STL to DTL Migration Guide
This guide helps you migrate code from STL containers and algorithms to DTL equivalents for distributed computing.
Table of Contents
Philosophy
DTL is STL-inspired but not STL-identical. Key differences:
Aspect |
STL |
DTL |
|---|---|---|
Memory model |
Single process |
Distributed across ranks |
Element access |
Always local |
Local |
Iteration |
Full container |
Local partition (primary) |
Communication |
N/A |
Explicit |
Error handling |
Exceptions |
Configurable (result or exceptions) |
Core principle: DTL makes distribution explicit. Code that “just works” in STL may need restructuring in DTL.
Container Mapping
std::vector → distributed_vector
STL:
std::vector<double> vec(1000);
vec[0] = 42.0;
double x = vec[500];
DTL:
// Standalone mode (single rank)
dtl::distributed_vector<double> vec(1000, 1, 0);
// Multi-rank mode
dtl::distributed_vector<double> vec(1000, num_ranks, my_rank);
// Local access via local_view
auto local = vec.local_view();
local[0] = 42.0; // First local element
// Global access via global_view (explicit)

ENTRIES SUPPLIED ▸
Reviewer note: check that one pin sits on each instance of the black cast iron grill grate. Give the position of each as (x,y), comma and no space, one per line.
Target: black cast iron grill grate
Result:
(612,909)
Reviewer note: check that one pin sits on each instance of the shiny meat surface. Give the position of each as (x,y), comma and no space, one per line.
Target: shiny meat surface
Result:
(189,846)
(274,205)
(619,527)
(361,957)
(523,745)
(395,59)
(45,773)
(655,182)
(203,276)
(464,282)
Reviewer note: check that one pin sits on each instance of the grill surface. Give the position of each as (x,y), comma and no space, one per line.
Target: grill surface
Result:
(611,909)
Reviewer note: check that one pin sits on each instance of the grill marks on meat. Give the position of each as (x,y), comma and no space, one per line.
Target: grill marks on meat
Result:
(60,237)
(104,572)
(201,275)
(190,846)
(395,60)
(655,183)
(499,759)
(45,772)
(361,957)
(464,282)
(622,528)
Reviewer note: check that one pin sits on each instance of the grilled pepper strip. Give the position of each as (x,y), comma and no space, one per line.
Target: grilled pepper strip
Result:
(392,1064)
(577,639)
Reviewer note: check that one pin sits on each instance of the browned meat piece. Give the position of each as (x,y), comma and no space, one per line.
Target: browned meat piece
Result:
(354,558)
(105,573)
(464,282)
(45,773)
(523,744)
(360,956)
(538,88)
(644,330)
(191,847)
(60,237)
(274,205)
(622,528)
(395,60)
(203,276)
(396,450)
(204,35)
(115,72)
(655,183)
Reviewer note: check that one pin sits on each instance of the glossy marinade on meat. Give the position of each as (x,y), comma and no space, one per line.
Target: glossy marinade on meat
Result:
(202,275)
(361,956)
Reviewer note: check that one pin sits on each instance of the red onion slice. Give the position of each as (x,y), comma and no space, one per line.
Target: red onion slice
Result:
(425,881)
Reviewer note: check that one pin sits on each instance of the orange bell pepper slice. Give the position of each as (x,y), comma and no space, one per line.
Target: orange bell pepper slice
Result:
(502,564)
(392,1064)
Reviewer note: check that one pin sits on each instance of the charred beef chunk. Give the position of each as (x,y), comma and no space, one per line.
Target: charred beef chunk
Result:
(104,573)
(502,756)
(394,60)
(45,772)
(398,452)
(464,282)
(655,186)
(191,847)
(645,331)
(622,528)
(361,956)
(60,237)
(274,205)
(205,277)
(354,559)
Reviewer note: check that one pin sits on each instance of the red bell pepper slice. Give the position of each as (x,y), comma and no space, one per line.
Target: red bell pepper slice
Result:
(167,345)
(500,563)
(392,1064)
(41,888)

---

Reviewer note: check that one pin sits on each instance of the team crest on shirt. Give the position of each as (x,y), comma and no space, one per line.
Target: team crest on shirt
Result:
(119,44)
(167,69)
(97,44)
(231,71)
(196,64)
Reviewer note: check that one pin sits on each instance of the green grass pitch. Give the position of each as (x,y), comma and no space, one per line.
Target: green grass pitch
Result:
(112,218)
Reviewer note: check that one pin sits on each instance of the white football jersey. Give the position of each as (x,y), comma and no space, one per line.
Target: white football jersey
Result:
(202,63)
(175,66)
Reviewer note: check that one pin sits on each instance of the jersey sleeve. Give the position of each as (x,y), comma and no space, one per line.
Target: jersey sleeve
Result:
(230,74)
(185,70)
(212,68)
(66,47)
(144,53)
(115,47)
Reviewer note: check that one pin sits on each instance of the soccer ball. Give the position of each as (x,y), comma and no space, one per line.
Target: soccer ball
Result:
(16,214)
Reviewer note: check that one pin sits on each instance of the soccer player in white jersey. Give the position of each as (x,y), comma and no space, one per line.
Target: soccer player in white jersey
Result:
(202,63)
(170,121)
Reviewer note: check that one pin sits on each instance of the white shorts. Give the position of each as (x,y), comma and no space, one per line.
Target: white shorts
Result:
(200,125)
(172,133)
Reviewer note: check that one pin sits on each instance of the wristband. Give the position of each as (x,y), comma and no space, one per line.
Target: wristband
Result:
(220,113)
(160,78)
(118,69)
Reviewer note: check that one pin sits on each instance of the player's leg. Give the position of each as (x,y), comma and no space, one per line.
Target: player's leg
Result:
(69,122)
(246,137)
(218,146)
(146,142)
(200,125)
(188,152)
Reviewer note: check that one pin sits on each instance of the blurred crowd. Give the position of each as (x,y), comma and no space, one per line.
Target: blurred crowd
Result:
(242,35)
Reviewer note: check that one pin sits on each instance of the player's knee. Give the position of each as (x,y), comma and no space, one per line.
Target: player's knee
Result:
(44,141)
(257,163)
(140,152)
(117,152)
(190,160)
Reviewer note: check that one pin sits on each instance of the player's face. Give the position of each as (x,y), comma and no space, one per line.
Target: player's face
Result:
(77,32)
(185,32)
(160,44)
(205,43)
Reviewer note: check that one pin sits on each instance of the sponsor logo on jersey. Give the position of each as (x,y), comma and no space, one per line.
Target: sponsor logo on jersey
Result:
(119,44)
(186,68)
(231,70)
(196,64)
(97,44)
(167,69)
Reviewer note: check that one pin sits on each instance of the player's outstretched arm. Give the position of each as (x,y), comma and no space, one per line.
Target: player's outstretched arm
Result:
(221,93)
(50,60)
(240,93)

EXERCISE INSTRUCTIONS ▸
Please reproduce verbatim the part of the STL to DTL migration guide that begins at the words "Container Mapping" and stops after the words "mode (single rank)".

RESULT OF THIS TASK ▸
Container Mapping
std::vector → distributed_vector
STL:
std::vector<double> vec(1000);
vec[0] = 42.0;
double x = vec[500];
DTL:
// Standalone mode (single rank)